• Instructions for the task
Total the lines of the entries below that hold the string "with", then write only that total.
Exercise materials Block Start
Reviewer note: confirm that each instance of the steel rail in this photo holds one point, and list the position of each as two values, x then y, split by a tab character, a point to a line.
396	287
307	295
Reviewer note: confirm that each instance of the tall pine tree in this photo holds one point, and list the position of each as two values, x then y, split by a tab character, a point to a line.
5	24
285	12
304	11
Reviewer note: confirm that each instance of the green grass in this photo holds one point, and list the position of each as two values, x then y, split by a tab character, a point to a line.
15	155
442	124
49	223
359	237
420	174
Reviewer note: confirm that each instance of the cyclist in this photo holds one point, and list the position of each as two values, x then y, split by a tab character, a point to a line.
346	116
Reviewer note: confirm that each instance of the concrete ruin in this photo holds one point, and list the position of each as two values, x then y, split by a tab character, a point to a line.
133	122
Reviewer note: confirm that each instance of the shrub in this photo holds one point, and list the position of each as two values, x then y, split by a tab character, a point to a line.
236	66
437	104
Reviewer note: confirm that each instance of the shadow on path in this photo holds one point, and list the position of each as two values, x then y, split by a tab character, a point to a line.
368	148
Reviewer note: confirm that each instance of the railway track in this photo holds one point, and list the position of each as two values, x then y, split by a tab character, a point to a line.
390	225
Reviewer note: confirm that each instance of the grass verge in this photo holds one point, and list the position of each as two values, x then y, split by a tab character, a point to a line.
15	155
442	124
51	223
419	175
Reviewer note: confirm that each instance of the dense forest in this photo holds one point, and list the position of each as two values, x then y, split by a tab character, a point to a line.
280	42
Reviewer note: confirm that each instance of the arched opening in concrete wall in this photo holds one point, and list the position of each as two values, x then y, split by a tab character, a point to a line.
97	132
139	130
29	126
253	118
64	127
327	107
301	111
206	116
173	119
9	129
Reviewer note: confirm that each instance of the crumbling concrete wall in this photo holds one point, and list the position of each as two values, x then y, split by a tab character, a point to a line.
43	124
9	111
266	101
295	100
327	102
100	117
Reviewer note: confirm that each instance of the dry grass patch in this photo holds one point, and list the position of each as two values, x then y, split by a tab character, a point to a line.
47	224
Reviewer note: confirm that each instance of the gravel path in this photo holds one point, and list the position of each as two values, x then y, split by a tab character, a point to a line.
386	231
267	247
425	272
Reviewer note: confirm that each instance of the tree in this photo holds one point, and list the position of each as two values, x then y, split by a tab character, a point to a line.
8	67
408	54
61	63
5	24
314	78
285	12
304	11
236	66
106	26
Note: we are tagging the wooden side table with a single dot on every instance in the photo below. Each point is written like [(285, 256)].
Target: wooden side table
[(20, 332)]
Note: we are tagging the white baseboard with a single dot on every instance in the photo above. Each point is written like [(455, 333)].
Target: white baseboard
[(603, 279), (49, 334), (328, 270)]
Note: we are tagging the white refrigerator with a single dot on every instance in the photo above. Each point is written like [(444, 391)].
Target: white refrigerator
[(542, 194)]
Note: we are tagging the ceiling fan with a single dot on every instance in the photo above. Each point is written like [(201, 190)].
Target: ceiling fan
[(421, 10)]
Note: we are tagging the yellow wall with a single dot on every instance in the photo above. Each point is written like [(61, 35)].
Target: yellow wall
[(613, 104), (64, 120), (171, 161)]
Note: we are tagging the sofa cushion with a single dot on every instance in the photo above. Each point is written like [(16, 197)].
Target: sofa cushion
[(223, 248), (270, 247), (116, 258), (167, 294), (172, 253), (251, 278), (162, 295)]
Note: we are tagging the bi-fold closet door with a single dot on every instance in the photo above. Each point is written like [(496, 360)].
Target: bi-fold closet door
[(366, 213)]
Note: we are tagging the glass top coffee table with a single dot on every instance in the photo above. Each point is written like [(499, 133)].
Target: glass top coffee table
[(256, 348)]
Exercise materials Block End
• Solution
8